Task prompt: Pictures aside, write out every record exactly as it appears.

** begin Provided entries **

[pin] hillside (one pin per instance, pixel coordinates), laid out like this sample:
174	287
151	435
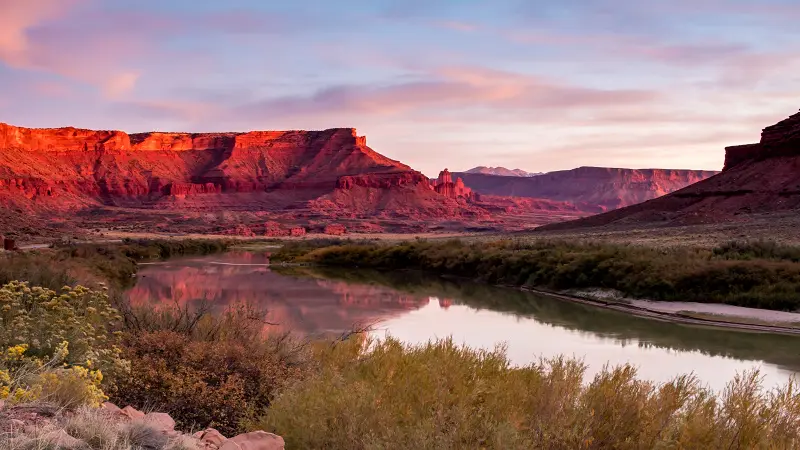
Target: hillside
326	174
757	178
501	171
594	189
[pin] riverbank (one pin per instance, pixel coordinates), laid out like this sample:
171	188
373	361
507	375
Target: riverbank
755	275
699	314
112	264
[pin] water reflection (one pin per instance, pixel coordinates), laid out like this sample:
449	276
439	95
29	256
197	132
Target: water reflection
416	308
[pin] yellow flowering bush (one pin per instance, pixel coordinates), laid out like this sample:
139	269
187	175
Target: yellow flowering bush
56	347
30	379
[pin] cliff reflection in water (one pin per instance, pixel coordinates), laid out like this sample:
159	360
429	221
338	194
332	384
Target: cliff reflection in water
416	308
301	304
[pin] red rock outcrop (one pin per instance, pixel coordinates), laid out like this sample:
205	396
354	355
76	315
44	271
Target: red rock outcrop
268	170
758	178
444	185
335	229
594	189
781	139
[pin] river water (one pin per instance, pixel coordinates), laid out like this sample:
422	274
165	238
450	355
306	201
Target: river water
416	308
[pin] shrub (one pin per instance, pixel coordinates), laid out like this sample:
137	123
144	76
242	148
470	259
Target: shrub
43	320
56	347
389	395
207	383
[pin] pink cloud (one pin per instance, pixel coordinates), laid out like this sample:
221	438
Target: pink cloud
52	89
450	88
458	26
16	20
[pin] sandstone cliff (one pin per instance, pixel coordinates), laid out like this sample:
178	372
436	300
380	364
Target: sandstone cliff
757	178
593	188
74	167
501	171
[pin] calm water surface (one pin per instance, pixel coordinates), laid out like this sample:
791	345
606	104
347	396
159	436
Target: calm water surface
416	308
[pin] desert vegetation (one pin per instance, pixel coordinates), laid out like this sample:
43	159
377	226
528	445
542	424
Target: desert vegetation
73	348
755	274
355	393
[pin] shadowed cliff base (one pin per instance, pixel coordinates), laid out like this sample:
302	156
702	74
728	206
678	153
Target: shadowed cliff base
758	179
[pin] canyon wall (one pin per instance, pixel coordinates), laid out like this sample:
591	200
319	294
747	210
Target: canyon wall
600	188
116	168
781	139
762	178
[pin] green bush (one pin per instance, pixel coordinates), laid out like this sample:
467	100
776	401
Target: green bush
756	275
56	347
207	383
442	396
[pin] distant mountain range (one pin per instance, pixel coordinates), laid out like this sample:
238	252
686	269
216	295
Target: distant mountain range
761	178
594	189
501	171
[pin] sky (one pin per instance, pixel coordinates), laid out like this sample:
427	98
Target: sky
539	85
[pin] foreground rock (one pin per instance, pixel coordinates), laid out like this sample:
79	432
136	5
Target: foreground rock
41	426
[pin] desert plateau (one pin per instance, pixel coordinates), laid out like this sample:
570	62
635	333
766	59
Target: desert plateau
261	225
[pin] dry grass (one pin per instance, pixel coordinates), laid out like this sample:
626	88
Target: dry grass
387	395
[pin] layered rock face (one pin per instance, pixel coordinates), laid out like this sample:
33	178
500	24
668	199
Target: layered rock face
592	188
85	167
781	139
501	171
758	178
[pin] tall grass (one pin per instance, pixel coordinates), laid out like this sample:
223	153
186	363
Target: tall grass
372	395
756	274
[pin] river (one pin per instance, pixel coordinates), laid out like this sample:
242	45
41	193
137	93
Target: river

** end Provided entries **

Complete output:
[pin] hillside (one pin per instance, pixel coordinates), laid out like this sample:
174	287
151	435
Target: hillside
326	174
757	178
501	171
594	189
[pin] riverbank (one pin per instance, pixel coordinates), laid out like this sample:
171	188
373	361
507	375
Target: riverbank
755	275
699	314
112	264
[pin] water reflection (one pin per instance, pixel coordinates), laid out like this sample:
449	276
439	95
29	256
197	132
Target: water reflection
416	308
[pin] yellow flowering bush (one pin per instance, pixel coordinates), laid out like this sample:
139	269
187	175
Target: yellow flowering bush
56	347
30	379
[pin] cliff reflection in water (one pin per instance, pixel coordinates), laid out like this sample:
159	360
429	221
338	194
332	384
Target: cliff reflection in water
416	308
301	304
[pin] red rock outcrop (one pin per instance, pixel coordinates), laid out like this sample:
205	396
354	355
76	315
44	271
Target: red rock outcrop
268	170
758	178
444	185
335	229
594	189
781	139
[pin] river water (one pin per instance, pixel coordinates), laid out like this sample:
422	274
165	238
450	355
306	201
Target: river water
416	308
[pin] shrub (one pin per instance, pixel coordinates), laid out like this sample:
137	123
144	76
242	148
470	259
Target: shrub
43	320
56	347
389	395
207	383
[pin] pink cloud (one pin per instance, pixel coordinates), laid out like this sample:
221	438
Target: pink cloud
52	89
450	88
458	26
16	20
[pin] sandstone cliff (one pin per instance, pixel coordinates), laid out like this sample:
178	372
436	300
380	364
Target: sandstone cliff
757	178
593	188
74	167
501	171
[pin] calm water surface (one pin per instance, pixel coordinates), laid out like this sample:
791	345
606	104
347	396
159	436
Target: calm water surface
416	308
[pin] desert vegetation (one pin per instance, pixel coordinates), laid out like this sample:
43	159
377	226
528	445
542	424
Target: desert vegetation
73	348
755	274
355	393
[pin] shadowed cliff base (one pin per instance, pixel coordinates), laid out like this sample:
302	156
702	74
728	206
678	153
Target: shadowed cliff base
758	179
[pin] canyon wall (one pin per instance, pixel coordinates), laid out like this sample:
591	200
319	294
747	210
Target: canyon wall
600	188
116	168
781	139
762	178
[pin] green bush (one pin per instance, pixel coordinates), laid out like this sample:
467	100
776	401
Target: green bush
756	275
56	347
207	383
442	396
[pin] distant mountain range (one pin per instance, pixel coordinates), laid out like this sample:
238	252
686	269
216	295
Target: distant mountain range
761	178
594	189
501	171
[pin] sky (one pin per instance, pixel coordinates), laid out like this sample:
427	98
Target: sky
539	85
[pin] foreground rock (one pin per instance, pixel coordinates), laid out like this sample:
79	432
136	5
Target: foreground rock
41	426
[pin] desert plateau (one pin per instance, pixel coordinates), laid out like this sample:
570	62
635	333
766	59
Target: desert plateau
261	225
[pin] dry grass (one pin per instance, pixel coordinates), laid out like this sample:
626	88
Target: dry grass
387	395
[pin] layered rock face (one pin per instance, pixel coordinates), laid out like this sample:
33	178
500	24
668	199
Target: layered rock face
592	188
85	167
781	139
501	171
758	178
[pin] tall grass (one pin per instance, pixel coordinates), laid out like this sample:
223	153
186	363
Target: tall grass
372	395
756	274
[pin] river (one pin per instance, pixel coordinates), laid out like this sample:
242	45
41	193
137	93
Target: river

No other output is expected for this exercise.